Starting at the line that contains "Keypoint placement: for each instance of the bridge deck, put", print every remaining line of the entries, unchanged, and output nothing more.

— START OF Excerpted data —

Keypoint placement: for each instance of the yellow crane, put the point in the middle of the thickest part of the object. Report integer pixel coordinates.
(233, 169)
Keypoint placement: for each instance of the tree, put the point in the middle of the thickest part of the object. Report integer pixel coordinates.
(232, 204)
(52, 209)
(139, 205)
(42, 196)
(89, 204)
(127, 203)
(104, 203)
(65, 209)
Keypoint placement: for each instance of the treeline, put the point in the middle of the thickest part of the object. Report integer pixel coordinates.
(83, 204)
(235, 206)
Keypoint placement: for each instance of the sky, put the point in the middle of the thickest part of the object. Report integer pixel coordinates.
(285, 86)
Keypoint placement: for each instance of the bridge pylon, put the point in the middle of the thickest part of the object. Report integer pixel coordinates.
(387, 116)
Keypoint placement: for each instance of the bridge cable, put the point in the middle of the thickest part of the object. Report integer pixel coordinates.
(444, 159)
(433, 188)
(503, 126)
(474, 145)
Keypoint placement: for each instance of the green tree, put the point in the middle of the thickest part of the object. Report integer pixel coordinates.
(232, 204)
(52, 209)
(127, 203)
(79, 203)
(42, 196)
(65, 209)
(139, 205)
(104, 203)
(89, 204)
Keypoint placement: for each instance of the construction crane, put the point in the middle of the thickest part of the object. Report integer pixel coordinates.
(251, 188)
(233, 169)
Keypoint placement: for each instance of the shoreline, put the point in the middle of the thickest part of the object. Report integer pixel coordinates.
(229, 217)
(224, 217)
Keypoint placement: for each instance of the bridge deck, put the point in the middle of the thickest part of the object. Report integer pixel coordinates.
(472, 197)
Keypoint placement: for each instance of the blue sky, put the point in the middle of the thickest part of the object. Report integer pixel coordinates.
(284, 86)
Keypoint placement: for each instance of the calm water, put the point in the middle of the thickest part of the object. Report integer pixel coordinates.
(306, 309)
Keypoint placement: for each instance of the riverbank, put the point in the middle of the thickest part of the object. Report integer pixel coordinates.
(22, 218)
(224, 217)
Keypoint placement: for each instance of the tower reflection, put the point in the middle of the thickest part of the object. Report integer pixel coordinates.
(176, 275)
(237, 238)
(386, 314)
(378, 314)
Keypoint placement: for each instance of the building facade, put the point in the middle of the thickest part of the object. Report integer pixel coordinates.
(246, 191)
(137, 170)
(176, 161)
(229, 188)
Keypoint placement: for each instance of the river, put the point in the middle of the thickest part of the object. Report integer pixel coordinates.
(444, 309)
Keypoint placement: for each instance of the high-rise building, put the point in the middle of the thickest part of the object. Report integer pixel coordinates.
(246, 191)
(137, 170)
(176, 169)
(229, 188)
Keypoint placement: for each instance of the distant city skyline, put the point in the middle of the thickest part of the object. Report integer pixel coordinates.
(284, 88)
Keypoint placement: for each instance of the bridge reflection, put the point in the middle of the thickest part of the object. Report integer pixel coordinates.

— END OF Excerpted data —

- Worked answer
Keypoint placement: for each instance of the bridge deck, put the point in the middle of the thickest part of the object. Report integer pixel coordinates.
(472, 197)
Keypoint placement: for each instance of the blue sky, put the point in the middle of the thickest part of the object. Report integer pixel coordinates.
(284, 86)
Keypoint placement: for each instance of the calm water, put the point in the middle of the thickest part of the object. Report integer pixel coordinates.
(306, 309)
Keypoint placement: for each instance of the riverbank, put the point in the middle of the thickest part of the object. Report integer pixel coordinates.
(22, 218)
(224, 217)
Keypoint placement: for each instance of the tower reflection, put the point in the middle of the thickest part of the object. Report integer pixel coordinates.
(176, 275)
(237, 238)
(386, 314)
(378, 314)
Keypoint placement: for each instance of the building facade, put the point in the middle of the thickest part of the object. Report integer pixel coordinates.
(246, 191)
(137, 170)
(176, 161)
(229, 188)
Keypoint placement: for each instance of the river, put the point in the middle of the thickest part of the object. Report integer pixel coordinates.
(444, 309)
Keypoint placement: for each instance of the high-rise building, put the point in the middle of the thickest part of the object. Report integer pixel coordinates.
(246, 191)
(137, 170)
(176, 169)
(229, 188)
Keypoint placement: for each instance of the distant city skyline, put the point in the middle of the thickest part of the object. Report integer pixel coordinates.
(284, 88)
Keypoint placement: for each instance of the bridge reflection, put the point in the middle of the thickest part of the object. Report integer pixel coordinates.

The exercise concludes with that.